▸ **RECORDS SHOWN**:
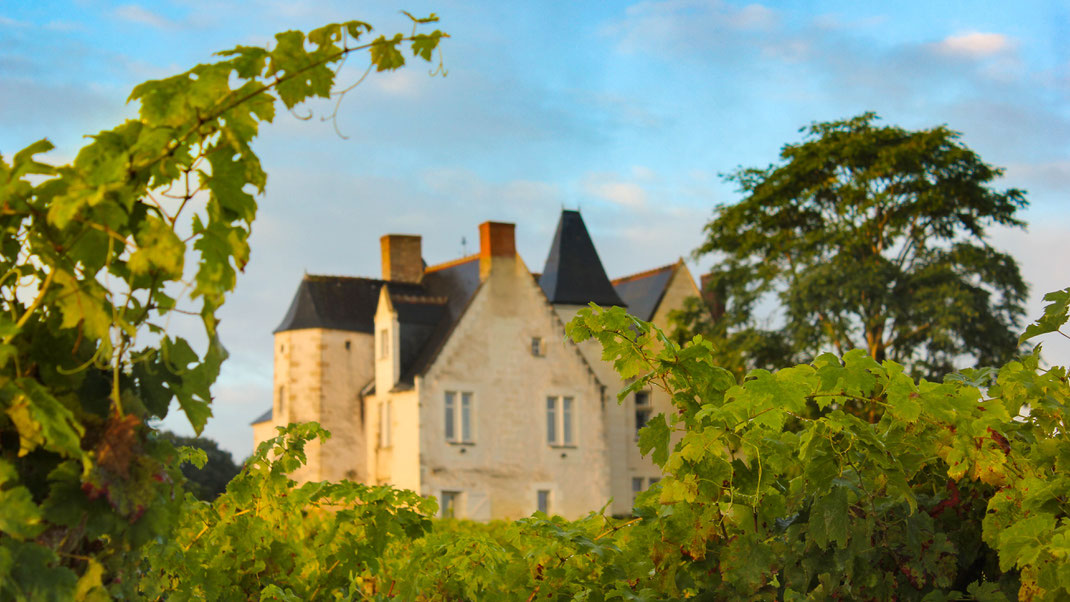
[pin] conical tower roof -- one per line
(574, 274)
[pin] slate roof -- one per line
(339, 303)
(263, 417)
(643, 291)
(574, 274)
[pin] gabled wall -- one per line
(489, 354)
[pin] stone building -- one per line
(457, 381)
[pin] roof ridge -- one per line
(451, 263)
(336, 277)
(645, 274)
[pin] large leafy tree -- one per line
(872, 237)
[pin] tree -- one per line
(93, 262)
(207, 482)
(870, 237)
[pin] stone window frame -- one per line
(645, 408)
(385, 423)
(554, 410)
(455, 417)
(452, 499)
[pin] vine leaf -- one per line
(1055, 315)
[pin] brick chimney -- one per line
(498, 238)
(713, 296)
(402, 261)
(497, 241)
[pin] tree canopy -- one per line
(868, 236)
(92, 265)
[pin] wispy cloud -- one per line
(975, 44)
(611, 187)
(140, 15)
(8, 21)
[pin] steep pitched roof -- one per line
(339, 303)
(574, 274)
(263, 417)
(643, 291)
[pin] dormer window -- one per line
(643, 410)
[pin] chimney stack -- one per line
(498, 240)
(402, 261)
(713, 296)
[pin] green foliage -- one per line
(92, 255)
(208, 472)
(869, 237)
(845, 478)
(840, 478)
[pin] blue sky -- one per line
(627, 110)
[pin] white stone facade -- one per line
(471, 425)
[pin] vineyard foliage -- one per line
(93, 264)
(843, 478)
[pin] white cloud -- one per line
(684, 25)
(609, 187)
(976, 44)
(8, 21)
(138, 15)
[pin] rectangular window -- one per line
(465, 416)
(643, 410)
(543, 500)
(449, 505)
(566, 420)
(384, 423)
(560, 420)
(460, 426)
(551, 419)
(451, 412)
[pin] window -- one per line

▸ **EXERCISE AIM**: Write out the entries above verbatim, without pictures.

▸ **EXERCISE RESPONSE**:
[pin] conical tower roof -- one per line
(574, 274)
[pin] slate roof -- one per line
(339, 303)
(263, 417)
(643, 291)
(574, 274)
[pin] gabled wall -- one per line
(489, 354)
[pin] stone building -- one per line
(457, 381)
[pin] roof ridge -- one per line
(451, 263)
(336, 277)
(645, 274)
[pin] large leafy tree -- one per line
(872, 237)
[pin] tree -- one per line
(93, 262)
(207, 482)
(870, 237)
[pin] stone window frame -- one per line
(645, 408)
(385, 423)
(554, 410)
(455, 417)
(452, 499)
[pin] vine leaf -- one per line
(1055, 315)
[pin] brick chimney -- one per line
(498, 238)
(713, 296)
(402, 261)
(497, 241)
[pin] tree canopy -- one per line
(868, 236)
(92, 265)
[pin] wispy cloud -- one per line
(975, 44)
(611, 187)
(140, 15)
(8, 21)
[pin] steep pitched roof -- one per line
(339, 303)
(574, 274)
(263, 417)
(643, 291)
[pin] dormer window -- one per line
(643, 410)
[pin] chimney stack -- one per line
(498, 240)
(402, 261)
(713, 296)
[pin] green foliage -- one per line
(92, 255)
(208, 472)
(869, 237)
(845, 478)
(840, 478)
[pin] blue sky -- one per line
(627, 110)
[pin] white stone facade -- one per line
(471, 425)
[pin] vineyard foliage -- one per line
(93, 264)
(843, 478)
[pin] white cloud -- one per line
(684, 25)
(609, 187)
(976, 44)
(8, 21)
(138, 15)
[pin] rectangular window -- one per line
(465, 416)
(643, 410)
(543, 500)
(449, 505)
(566, 420)
(384, 423)
(560, 420)
(460, 426)
(551, 419)
(451, 412)
[pin] window -- one per line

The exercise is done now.